_DATA SUPPLIED:_
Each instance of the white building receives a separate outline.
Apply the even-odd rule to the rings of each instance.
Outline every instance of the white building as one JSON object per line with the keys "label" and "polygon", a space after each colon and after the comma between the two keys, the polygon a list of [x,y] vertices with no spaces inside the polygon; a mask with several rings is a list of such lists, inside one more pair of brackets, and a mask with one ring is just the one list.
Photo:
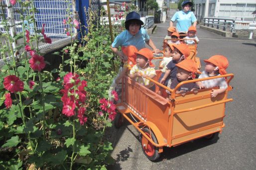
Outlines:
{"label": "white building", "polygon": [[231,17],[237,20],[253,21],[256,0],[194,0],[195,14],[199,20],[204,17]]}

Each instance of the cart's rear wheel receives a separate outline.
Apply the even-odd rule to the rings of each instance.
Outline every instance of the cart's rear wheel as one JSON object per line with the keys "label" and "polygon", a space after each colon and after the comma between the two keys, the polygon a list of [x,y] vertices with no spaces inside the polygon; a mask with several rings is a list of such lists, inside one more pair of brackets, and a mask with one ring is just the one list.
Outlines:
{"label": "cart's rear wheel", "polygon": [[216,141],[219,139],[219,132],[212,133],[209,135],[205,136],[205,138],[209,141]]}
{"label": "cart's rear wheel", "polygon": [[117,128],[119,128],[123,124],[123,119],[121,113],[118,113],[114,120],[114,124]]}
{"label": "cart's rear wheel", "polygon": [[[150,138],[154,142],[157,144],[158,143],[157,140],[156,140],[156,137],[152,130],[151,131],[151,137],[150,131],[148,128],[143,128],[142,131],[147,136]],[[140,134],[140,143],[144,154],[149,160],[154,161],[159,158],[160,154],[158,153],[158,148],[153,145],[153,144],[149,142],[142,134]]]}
---
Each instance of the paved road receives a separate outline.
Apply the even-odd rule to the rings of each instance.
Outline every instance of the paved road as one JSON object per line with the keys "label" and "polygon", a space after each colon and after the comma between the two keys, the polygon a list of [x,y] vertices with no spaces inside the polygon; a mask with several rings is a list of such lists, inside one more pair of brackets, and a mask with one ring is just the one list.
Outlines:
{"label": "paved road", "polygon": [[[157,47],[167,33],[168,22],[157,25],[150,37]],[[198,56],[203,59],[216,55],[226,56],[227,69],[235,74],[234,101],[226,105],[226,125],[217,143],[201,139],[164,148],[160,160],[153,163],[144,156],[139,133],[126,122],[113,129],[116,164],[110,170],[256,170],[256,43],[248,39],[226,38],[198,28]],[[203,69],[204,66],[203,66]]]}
==
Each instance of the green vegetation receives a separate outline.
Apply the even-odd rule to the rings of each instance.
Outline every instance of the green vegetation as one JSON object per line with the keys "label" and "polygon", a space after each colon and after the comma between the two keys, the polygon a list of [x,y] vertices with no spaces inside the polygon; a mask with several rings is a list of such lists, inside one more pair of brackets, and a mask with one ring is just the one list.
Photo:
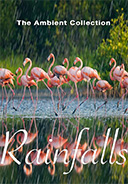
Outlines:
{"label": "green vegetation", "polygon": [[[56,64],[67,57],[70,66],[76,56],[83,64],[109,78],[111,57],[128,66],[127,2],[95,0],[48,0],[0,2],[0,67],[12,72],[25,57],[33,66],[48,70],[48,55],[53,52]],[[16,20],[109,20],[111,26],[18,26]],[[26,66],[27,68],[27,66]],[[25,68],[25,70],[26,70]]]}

_TASK BRIEF:_ Locate each line of the material that contains the string "green", and copy those lines in full. Treat the match as case-sensitive.

_ANSWER TO THE TASK:_
Each instance of the green vegetation receives a separate outline.
Outline every instance of the green vegetation as one JSON object per line with the keys "label" and "polygon", a space after each colon and after the comma between the two keys, the polygon a list of [x,y] vertices with no spaces inside the polygon; a mask with several rings is a list of such lists, inside one more pair of brackets, and a mask with one ring is just the one list.
{"label": "green vegetation", "polygon": [[[56,64],[67,57],[70,66],[76,56],[83,64],[109,78],[111,57],[128,66],[127,2],[95,0],[48,0],[0,2],[0,67],[12,72],[25,57],[33,66],[48,70],[48,55],[53,52]],[[16,20],[109,20],[111,26],[18,26]],[[26,66],[27,68],[27,66]],[[25,68],[25,70],[26,70]]]}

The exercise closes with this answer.